• Goal of the exercise: The records below need to be set down again exactly; their images stay out.

* * * * * * * * *

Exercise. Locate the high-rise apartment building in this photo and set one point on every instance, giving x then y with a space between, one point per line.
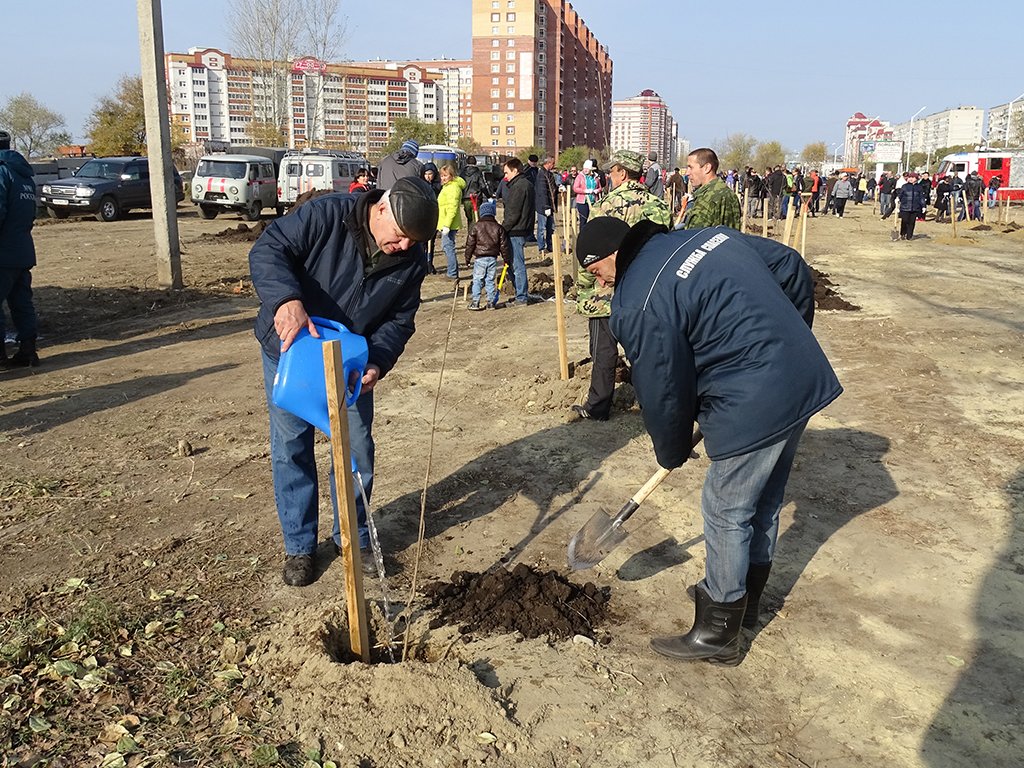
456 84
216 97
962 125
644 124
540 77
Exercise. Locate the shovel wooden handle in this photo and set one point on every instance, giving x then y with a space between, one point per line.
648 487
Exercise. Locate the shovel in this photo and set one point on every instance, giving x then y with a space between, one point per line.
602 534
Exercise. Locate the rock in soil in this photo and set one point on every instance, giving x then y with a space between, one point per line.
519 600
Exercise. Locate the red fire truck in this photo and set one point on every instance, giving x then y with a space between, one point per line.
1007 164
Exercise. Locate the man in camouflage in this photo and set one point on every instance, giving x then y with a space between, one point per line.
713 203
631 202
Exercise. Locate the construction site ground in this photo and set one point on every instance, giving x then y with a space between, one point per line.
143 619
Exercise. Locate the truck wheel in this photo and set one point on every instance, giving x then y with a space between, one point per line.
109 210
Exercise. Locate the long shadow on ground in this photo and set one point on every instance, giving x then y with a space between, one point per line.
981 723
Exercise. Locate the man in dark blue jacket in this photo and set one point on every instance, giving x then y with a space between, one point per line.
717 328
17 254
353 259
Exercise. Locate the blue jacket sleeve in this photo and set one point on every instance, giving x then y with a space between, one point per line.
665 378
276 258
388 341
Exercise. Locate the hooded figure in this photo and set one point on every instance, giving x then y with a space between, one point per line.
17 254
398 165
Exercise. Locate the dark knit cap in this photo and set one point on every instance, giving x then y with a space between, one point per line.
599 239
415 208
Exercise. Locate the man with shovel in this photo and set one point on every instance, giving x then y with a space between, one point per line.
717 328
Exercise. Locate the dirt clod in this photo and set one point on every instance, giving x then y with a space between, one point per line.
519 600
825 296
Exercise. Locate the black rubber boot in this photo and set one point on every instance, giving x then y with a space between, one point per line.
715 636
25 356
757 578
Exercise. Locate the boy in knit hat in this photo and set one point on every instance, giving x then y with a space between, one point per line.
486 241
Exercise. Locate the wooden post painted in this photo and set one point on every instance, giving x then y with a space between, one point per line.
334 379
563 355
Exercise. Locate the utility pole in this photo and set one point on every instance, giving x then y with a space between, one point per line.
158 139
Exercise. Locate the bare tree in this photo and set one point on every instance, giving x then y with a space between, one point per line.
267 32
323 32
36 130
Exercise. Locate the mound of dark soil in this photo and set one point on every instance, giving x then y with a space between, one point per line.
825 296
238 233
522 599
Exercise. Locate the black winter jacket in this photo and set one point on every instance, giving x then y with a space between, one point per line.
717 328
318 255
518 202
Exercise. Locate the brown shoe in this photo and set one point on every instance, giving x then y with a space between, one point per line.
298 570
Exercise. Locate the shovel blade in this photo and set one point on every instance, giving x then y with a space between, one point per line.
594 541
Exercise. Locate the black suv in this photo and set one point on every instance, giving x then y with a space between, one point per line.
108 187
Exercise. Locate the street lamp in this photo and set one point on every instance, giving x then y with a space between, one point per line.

* * * * * * * * *

• Answer box:
Exercise. Locate the high-rise apartment building in this photo and set one point on every instance, giving x then y with a space between, one point per line.
456 84
216 97
962 125
644 124
540 77
Exercise. Locate the shovel wooden handle in this photo and set one point on every instance, giving x then y with a space between, one point per line.
648 487
Exercise. Locate the shovel in this photo and set one point on every instance, giving x then y with a space between, one point per line.
602 534
Exercise. Locate the rock in soil in this photo and set one point on every instance, giving x then y with a space between, one point per line.
519 600
Exercise. Locate the red fire truck in this photo and set one point on every instance, giving x then y with a space between, one point per line.
1007 164
Exercise. Locate the man in camouflage in this photo and set one point on every instance, giving x then y with a space between, one point per line.
713 203
631 202
Exercise. Locate the construction site ground in this photo and set one point on every instance, giving x then y with a space between, one point per line.
143 619
Exercise. Locate the truck wheel in this photo and set one point on every instance, giving x then y with a space between, one point per line.
109 210
Exercise. Locate the long shadow on ground in this photo and set one point on every instance, giving x then y with a space between, one point per line.
981 723
Exercise. Locate the man in dark blue jacket in this photo and set one point on every instance, giving x then y with a space between, one point per line.
717 328
17 254
353 259
Exercise. Locate the blue jacket sleeve in this photo and set one point on every instance, giving x then y with a space between, one point per line.
665 378
276 258
388 341
Exercise. Locate the hooded figure in this photo and set one point on every instance, giving x then y with a space between, one point per line.
17 254
398 165
Exercise. Locate the dark knit cap in this photo and set one point on every instance, giving x then y with a space between, one point per line.
599 239
415 208
Exercise. Locate the man with shovel in this photo and set one point on every instance, giving x then y with a space between, one point per line.
717 328
Exercise. Locate the dirt clod in this photo and set one point on every instance, giving x then y with a space between, one point per line.
519 600
825 296
Exercise. Locate the black rubber boot in this photo and set one point on every instance, giving x then y with a space between, one point per line.
715 636
25 356
757 578
Exercise. Locate the boy in knit hat in this photo and set one point on every instance, giving x then y with a space between, one point per line.
486 241
Exercise. Locate the wooden post painted in this photo and set one point on every instance, giving x then y with a space between, one point per line.
334 379
563 355
Exercise. Locate the utility pole in this photo and set one point on every instance, giving x then y with a space between, one point per line.
158 139
Exercise. Locate the bare tree in this photo and set one point on every instance, giving x then y with a space between, one point per line.
267 32
323 32
36 130
Exercise. Locate the mound of dark soil in this photo and set one point on every instance, giving x then y with a space between, one point per line.
825 296
238 233
522 599
Exercise. Locate the black winter jacket in this photo and set one point on every instance, giving x then y with a space between, one point per line.
717 328
318 255
518 202
Exercise. Locate the brown shoe in this photo and set one point on every instance, giving x then y with a space between, one point per line.
298 570
Exercise. Locate the shovel blade in this photo and set one point on every instance, giving x then y with a space between, one point per line.
594 541
Exercise. Locate the black suv in this photo and set one point on every instance, giving x then y with a space between, one point per line.
108 187
Exercise. Locate the street lamp in this photo and set one point on every instance, giving x then y with a space between, one point per line.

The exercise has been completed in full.